> Qué harás: Por favor, indica si cada afirmación concuerda con el texto extraído de más abajo, respondiendo sí o no y citando textualmente las palabras del texto que lo deciden. 1. El curso catastrófico de la historia presente escapa a nuestra acción por un tiempo de duración previsible. 2. La "ascesis bárbara" se opone a la falsa riqueza de las teorías prolongadas o reconstituidas. 3. Cuando el barco hace agua, hay que aprender rápidamente a construir una balsa.

> Texto extraído:
◆ ◆ ◆ ◆

Dado que el curso catastrófico de la historia presente (la "reacción en cadena") escapa, por un tiempo cuya duración es imposible de prever, a nuestra acción, no se puede teorizar acerca de ella si no es restaurando de una manera u otra la posición separada y contemplativa de la filosofía de la historia. Así que también en esto puede practicarse una "ascesis bárbara", opuesta a la falsa riqueza de las teorías prolongadas o reconstituidas. Cuando el barco hace agua, ya no hay tiempo para disertar con erudición sobre la teoría de la navegación: hay que aprender rápidamente a construir una balsa, aunque sea rudimentaria. (Jaime Semprún, El Fantasma de la Teoría, 2003)

◆ ◆ ◆ ◆

[Fragmentos del conjunto de datos de señalamiento]

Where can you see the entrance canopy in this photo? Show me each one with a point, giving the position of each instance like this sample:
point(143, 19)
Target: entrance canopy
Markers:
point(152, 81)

◆ ◆ ◆ ◆

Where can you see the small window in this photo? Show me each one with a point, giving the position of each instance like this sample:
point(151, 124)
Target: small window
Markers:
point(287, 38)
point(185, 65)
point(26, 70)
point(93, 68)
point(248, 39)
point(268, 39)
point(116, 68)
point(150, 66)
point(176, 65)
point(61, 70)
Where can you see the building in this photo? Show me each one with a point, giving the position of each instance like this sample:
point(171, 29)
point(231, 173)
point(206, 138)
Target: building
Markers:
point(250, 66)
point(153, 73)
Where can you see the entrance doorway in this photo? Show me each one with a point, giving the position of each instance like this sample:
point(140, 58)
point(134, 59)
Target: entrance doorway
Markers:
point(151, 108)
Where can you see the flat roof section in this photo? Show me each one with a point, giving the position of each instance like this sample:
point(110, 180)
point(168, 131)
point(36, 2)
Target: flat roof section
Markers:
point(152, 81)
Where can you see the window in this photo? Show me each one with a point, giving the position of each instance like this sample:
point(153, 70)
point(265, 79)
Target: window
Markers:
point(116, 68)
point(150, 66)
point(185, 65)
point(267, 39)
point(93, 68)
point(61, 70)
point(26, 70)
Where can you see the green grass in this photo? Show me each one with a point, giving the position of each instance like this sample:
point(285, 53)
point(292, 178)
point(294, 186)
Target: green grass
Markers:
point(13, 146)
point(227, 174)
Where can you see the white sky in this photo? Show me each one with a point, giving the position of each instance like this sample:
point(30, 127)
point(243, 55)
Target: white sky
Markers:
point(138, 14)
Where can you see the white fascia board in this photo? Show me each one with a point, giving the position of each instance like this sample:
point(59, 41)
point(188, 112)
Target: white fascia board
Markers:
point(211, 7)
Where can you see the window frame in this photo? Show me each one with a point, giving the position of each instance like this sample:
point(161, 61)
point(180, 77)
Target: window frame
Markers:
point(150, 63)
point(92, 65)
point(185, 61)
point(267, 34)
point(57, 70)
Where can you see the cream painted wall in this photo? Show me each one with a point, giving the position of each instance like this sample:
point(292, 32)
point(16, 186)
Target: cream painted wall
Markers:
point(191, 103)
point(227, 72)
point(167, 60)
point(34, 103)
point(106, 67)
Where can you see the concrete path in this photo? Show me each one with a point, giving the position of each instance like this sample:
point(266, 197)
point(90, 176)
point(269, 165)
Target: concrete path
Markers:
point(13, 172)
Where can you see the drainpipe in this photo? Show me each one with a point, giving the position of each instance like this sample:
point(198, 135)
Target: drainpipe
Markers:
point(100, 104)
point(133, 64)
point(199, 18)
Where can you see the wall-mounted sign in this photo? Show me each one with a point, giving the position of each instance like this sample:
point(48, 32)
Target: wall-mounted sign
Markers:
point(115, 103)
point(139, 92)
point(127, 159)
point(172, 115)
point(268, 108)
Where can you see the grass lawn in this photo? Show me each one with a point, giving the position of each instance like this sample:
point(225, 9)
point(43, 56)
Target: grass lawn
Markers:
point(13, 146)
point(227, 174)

◆ ◆ ◆ ◆

> Resultado del ejercicio:
1. No: "por un tiempo cuya duración es imposible de prever".
2. Sí: "opuesta a la falsa riqueza de las teorías prolongadas o reconstituidas".
3. Sí: "hay que aprender rápidamente a construir una balsa, aunque sea rudimentaria".